All four couples in the reported cases had been born and brought up in the Hassidic community.   The shared basis on which they had their children was that they would live in the community or in a similar community; their children would be brought up in the same manner as their own upbringing; and they would be educated in the community.  The tensions arose when that parental vision was no longer shared.  This change in parental thinking tends to focus on schooling since education is key to a child's continuing integration within the Hassidic community.  Schools within the community support the children's lifestyles in every way – their lives between home and school appear to be seamless – each supporting the other and being consistent with one another.  This contrasts with those children going to school outside of the community where, even in a Modern Orthodox setting, they may have open access to information that is anathema to the strictly-orthodox community's way of being.

Re G
The mother in Re G had been the main carer for her children.  Disillusioned with life as a Hassidic Jew and after having her third child, she decided to leave the community, taking the children with her.  She remained part of the Modern Orthodox community, but was no longer a practising strictly-orthodox Jew. 

The mother wished the children to remain living with her, to have them educated in a school of her choice and to have contact with their father.  She wanted her children to attend Modern Orthodox schools (in line with her chosen mode of life), so that they could maximise their educational opportunities. The father sought shared residence of the children and considered that they should be educated in single-sex schools which were run in accordance with the rules and practices of his community.

WRITTEN INSTRUCTION 1: Write out the records from the line containing "Place one marker on every instance of the white stair" through the line containing "pixel 30 371" as a JSON list of strings, one string per line, with blank lines left out.

INPUT RECORDS:
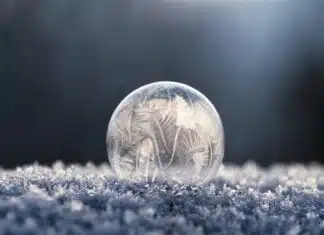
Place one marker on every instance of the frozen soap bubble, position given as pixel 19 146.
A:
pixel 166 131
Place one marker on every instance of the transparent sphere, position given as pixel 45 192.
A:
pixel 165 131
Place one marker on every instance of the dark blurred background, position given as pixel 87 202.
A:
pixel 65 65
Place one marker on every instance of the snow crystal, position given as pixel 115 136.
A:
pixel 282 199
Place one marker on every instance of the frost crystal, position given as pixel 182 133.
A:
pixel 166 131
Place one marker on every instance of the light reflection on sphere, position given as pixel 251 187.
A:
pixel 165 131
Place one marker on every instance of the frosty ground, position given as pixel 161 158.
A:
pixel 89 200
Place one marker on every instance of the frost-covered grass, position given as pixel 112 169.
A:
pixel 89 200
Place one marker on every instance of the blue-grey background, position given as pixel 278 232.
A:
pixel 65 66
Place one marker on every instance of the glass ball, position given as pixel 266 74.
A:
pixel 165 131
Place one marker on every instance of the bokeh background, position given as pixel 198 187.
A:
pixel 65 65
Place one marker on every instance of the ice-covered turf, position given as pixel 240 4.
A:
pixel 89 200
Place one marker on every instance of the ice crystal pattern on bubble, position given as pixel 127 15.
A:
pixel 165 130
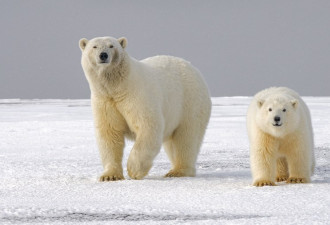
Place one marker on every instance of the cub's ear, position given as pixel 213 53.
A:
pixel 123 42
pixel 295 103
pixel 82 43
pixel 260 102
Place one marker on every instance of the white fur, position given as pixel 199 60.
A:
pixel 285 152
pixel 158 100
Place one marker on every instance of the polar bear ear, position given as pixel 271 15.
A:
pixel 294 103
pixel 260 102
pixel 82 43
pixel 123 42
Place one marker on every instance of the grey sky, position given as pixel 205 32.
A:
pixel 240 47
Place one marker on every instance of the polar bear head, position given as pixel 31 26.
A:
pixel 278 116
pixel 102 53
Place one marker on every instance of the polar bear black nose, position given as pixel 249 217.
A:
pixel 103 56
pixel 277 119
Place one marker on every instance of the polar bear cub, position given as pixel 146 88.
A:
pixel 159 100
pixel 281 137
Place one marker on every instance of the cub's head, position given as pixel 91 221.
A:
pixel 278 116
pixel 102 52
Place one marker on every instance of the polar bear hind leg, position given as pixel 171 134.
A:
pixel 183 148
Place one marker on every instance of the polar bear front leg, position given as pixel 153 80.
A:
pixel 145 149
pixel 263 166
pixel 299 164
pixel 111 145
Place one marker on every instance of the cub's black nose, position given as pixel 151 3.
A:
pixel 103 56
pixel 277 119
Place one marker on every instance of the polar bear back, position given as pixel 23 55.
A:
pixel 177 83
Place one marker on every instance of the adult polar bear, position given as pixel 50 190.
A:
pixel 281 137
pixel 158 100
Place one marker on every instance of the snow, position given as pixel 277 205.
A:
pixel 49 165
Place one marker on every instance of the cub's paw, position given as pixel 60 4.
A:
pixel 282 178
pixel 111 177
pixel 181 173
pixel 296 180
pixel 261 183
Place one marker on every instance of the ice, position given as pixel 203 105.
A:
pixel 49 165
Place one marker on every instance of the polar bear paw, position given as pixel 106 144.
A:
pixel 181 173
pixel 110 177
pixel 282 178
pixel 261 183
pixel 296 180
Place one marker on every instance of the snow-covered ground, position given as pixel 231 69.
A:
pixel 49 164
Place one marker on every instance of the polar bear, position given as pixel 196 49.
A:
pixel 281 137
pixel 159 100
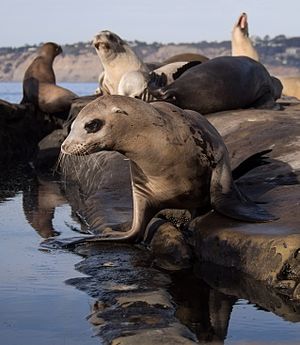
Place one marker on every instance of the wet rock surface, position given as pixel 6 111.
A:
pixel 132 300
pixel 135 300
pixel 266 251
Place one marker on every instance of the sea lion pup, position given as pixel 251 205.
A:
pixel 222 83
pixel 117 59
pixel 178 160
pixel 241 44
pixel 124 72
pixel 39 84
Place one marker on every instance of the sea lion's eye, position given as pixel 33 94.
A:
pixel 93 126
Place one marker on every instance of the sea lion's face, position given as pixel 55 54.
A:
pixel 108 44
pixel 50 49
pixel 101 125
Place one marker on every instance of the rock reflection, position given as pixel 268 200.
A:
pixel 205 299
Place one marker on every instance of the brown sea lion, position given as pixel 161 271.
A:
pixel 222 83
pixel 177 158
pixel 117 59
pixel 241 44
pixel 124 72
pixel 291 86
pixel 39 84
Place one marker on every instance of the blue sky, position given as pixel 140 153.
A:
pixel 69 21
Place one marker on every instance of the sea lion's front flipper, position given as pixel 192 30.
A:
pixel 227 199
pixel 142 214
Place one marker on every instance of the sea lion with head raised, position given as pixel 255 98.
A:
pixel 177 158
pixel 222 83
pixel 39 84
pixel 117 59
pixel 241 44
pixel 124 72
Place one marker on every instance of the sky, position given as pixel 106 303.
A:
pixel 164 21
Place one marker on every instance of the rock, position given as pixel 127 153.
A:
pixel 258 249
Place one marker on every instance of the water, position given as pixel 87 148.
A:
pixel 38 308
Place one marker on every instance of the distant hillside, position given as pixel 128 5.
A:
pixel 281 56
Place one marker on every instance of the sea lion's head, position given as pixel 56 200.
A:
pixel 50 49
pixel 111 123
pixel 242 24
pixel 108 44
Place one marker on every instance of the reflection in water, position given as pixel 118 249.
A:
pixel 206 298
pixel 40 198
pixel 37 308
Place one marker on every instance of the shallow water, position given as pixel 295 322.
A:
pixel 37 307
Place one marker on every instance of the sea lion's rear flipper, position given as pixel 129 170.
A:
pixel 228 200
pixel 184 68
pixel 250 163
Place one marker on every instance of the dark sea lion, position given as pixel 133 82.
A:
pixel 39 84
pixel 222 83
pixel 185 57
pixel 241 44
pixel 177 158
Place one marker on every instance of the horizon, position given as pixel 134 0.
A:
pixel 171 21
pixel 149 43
---
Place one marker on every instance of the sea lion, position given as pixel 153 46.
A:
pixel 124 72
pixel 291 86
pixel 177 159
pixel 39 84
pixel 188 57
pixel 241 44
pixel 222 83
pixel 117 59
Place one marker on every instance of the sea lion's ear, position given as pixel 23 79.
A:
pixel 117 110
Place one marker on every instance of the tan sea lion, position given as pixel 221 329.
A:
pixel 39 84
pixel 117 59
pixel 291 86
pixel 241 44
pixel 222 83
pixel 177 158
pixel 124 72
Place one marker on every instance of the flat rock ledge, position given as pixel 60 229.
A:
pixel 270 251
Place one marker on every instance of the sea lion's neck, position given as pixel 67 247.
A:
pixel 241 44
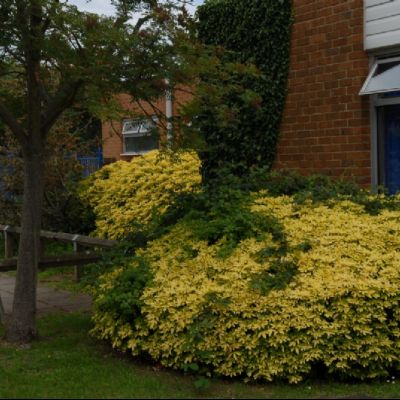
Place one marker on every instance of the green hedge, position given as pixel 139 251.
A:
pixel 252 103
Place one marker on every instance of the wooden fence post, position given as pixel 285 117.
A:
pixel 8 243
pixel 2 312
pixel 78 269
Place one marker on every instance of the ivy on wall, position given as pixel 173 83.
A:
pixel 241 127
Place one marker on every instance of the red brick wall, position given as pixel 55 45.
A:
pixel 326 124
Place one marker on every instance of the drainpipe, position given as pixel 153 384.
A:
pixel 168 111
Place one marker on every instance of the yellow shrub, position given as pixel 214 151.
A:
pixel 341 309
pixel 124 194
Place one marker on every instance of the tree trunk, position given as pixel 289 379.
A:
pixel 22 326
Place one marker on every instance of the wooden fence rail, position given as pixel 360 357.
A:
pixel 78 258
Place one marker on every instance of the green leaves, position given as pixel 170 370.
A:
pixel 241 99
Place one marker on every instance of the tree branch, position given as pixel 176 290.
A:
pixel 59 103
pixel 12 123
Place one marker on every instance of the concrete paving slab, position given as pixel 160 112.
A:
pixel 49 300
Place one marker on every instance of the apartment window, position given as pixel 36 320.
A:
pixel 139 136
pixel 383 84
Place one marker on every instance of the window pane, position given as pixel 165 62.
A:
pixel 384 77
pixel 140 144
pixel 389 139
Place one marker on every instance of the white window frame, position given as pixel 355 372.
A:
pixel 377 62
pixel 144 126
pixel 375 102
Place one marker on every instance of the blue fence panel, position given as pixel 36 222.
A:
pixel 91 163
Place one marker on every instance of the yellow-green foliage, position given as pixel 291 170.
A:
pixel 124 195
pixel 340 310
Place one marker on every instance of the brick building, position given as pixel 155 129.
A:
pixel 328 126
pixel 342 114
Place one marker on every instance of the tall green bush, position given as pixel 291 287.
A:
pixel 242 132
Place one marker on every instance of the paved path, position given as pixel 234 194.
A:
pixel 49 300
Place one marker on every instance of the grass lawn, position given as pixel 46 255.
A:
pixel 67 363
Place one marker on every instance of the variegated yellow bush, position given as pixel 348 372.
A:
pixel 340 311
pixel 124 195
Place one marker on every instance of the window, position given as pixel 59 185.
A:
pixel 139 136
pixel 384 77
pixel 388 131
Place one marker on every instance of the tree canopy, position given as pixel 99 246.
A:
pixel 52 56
--
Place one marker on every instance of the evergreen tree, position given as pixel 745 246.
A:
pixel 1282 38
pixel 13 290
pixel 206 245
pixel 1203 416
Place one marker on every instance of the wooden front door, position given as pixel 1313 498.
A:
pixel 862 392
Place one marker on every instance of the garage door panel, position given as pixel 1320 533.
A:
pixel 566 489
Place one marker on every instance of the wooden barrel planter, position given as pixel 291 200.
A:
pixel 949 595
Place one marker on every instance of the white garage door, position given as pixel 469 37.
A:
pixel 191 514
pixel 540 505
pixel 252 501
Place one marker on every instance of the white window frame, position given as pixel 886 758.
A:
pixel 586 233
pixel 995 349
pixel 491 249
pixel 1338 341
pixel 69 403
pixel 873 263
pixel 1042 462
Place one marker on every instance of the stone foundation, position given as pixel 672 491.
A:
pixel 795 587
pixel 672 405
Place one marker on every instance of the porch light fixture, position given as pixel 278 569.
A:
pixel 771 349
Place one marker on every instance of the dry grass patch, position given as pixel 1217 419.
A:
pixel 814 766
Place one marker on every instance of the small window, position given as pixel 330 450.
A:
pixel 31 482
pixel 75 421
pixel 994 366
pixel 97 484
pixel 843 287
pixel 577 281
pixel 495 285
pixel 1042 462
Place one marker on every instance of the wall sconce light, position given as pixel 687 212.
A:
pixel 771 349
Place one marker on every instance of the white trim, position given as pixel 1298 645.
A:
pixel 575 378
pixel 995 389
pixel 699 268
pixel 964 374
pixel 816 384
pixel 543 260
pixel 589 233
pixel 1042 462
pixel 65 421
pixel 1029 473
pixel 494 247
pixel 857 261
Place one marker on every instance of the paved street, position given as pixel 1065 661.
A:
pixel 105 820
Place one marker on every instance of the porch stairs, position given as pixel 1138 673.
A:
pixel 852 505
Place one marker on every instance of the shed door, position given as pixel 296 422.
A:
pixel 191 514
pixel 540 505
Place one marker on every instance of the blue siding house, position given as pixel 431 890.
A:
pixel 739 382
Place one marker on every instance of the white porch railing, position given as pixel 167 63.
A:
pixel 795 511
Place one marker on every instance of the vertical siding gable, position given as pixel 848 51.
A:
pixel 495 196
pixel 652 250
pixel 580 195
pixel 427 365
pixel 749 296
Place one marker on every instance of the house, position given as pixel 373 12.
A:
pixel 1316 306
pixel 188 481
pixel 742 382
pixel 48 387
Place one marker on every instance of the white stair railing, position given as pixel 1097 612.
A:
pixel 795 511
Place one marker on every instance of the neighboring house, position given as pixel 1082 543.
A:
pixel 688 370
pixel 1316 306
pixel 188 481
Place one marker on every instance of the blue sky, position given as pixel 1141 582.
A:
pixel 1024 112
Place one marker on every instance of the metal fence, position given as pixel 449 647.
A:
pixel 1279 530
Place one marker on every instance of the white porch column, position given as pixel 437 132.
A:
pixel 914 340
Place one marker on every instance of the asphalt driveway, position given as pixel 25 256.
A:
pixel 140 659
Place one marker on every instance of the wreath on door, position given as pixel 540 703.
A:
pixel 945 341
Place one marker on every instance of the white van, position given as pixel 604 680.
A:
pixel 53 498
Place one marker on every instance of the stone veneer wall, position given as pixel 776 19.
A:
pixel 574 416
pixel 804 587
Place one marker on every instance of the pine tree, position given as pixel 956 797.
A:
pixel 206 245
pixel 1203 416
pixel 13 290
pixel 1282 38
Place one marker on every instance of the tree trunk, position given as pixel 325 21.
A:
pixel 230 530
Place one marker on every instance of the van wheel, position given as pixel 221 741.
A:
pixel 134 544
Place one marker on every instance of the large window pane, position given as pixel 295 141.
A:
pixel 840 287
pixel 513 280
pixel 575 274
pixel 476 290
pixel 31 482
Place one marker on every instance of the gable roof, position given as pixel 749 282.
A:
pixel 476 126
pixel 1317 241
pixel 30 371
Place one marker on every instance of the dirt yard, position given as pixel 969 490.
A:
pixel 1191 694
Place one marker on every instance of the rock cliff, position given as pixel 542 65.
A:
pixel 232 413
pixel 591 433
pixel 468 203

WRITTEN INSTRUCTION 2: In the passage, what kind of schools did the mother in Re G want her children to attend?

FULL RESPONSE 1:
[
  "Place one marker on every instance of the white stair railing, position given as pixel 1097 612.",
  "A:",
  "pixel 795 511",
  "Place one marker on every instance of the neighboring house, position given as pixel 1082 543.",
  "A:",
  "pixel 688 370",
  "pixel 1316 306",
  "pixel 188 481",
  "Place one marker on every instance of the blue sky, position given as pixel 1141 582.",
  "A:",
  "pixel 1024 112",
  "Place one marker on every instance of the metal fence, position given as pixel 449 647.",
  "A:",
  "pixel 1279 530",
  "Place one marker on every instance of the white porch column, position given as pixel 437 132.",
  "A:",
  "pixel 914 340",
  "Place one marker on every instance of the asphalt driveway, position given as pixel 25 256.",
  "A:",
  "pixel 140 659",
  "Place one marker on every instance of the wreath on door, position given as pixel 540 703.",
  "A:",
  "pixel 945 341",
  "Place one marker on every instance of the white van, position given as pixel 604 680.",
  "A:",
  "pixel 53 498",
  "Place one marker on every instance of the stone veneer wall, position given as pixel 776 19.",
  "A:",
  "pixel 574 416",
  "pixel 804 587",
  "Place one marker on every instance of the pine tree, position given as pixel 956 797.",
  "A:",
  "pixel 206 245",
  "pixel 1203 416",
  "pixel 13 290",
  "pixel 1282 38",
  "Place one marker on every instance of the tree trunk, position given as pixel 325 21.",
  "A:",
  "pixel 230 530",
  "Place one marker on every instance of the van wheel, position given as pixel 221 741.",
  "A:",
  "pixel 134 544",
  "Place one marker on every instance of the large window pane, position given as pixel 295 141.",
  "A:",
  "pixel 840 287",
  "pixel 513 280",
  "pixel 575 274",
  "pixel 476 290",
  "pixel 31 482",
  "Place one marker on every instance of the gable roof, position given as pixel 749 282.",
  "A:",
  "pixel 476 126",
  "pixel 1317 241",
  "pixel 30 371"
]

FULL RESPONSE 2: Modern Orthodox schools.